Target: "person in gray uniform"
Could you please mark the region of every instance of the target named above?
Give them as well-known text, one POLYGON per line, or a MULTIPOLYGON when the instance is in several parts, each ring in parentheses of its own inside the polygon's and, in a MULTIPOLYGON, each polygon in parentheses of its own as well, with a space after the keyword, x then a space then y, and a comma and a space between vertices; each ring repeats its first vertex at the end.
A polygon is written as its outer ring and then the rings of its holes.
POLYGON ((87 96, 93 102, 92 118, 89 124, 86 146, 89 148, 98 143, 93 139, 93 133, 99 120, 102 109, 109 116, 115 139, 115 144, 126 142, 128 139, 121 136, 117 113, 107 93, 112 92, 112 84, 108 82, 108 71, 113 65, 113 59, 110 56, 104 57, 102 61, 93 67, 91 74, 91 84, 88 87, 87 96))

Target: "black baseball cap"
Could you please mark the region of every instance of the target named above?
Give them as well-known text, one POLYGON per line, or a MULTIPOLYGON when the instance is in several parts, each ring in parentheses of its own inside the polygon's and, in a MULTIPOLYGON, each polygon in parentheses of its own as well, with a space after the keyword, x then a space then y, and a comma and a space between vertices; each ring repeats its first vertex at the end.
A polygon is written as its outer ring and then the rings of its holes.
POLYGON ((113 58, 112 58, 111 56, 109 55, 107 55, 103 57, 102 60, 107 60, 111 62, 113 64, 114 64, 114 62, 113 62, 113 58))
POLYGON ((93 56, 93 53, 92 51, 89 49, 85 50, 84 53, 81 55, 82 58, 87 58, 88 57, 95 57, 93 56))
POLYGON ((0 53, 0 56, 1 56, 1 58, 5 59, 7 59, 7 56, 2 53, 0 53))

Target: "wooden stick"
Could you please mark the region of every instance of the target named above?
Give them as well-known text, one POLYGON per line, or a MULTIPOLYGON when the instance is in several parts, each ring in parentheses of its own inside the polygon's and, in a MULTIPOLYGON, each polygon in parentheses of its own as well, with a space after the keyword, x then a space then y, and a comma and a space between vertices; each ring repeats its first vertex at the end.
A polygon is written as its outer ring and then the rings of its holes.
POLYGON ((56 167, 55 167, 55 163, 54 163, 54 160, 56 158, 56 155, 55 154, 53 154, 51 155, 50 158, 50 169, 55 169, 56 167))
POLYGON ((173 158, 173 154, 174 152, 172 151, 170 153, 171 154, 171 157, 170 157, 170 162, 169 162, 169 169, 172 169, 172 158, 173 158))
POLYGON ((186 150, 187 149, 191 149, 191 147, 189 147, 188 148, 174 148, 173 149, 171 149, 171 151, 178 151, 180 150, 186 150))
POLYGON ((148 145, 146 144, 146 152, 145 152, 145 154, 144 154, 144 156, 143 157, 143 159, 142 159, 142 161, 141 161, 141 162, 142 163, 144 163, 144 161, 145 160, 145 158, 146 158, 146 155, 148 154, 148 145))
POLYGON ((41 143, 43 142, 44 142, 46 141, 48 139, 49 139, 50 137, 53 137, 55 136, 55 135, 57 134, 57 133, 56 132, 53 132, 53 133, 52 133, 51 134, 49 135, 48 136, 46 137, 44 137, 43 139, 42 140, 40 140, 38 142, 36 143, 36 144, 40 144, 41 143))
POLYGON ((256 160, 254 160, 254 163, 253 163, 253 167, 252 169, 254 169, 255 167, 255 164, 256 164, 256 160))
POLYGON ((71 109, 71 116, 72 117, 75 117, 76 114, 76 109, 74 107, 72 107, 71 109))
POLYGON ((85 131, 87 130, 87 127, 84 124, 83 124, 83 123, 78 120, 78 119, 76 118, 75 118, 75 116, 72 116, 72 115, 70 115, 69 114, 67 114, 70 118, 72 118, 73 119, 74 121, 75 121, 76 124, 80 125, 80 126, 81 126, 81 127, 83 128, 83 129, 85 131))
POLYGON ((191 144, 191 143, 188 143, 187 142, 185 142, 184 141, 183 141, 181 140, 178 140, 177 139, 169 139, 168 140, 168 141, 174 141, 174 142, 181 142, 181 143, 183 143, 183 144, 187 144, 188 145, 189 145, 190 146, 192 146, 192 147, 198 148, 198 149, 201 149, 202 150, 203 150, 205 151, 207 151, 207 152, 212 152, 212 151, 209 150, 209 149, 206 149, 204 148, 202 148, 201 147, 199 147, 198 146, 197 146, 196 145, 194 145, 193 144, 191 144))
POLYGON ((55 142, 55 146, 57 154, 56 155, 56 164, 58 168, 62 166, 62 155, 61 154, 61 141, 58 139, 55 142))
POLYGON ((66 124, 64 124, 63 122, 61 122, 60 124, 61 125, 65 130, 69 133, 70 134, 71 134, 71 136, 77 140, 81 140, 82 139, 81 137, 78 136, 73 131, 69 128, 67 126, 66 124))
══════
EXERCISE BRIEF - Lay out the stretch from the first line of the items through the line containing "POLYGON ((0 53, 0" as a JSON list of strings, one per line, with blank lines omitted.

IN RESPONSE -
[
  "Target: \"person in gray uniform\"",
  "Could you please mark the region of every instance of the target named above?",
  "Give them as well-known text, one POLYGON per line, or a MULTIPOLYGON when the instance is in several parts, each ring in parentheses of its own inside the polygon's and, in a MULTIPOLYGON, each polygon in parentheses of its own as well, with a space after the keyword, x then a space then y, and a comma and a space between vertices; each ring repeats its first vertex at the end.",
  "A polygon is written as its outer ring and then the rings of its holes.",
  "POLYGON ((87 96, 93 102, 92 118, 89 124, 86 146, 89 148, 98 143, 93 139, 93 133, 99 120, 102 109, 109 116, 115 139, 115 144, 126 142, 128 139, 121 136, 117 113, 107 93, 112 92, 112 84, 108 82, 108 71, 113 65, 113 59, 110 56, 104 57, 102 61, 93 67, 91 74, 91 84, 88 87, 87 96))",
  "Target: \"black baseball cap\"",
  "Could you please mark the region of every instance of the target named above?",
  "Give them as well-known text, one POLYGON per line, or a MULTIPOLYGON when the instance is in several parts, each ring in parentheses of its own inside the polygon's and, in a MULTIPOLYGON, each polygon in parentheses of its own as well, with a space after the keyword, x then a space then y, and a comma and a space between vertices; each ring repeats its first vertex at the end.",
  "A polygon is written as its outer ring and then the rings of its holes.",
  "POLYGON ((113 58, 112 58, 111 56, 109 55, 107 55, 103 57, 102 60, 107 60, 111 62, 113 64, 114 64, 114 62, 113 62, 113 58))",
  "POLYGON ((93 56, 93 53, 92 51, 89 49, 85 50, 84 53, 81 55, 82 58, 87 58, 88 57, 95 57, 93 56))",
  "POLYGON ((0 53, 0 56, 1 56, 1 58, 5 59, 7 59, 7 56, 2 53, 0 53))"
]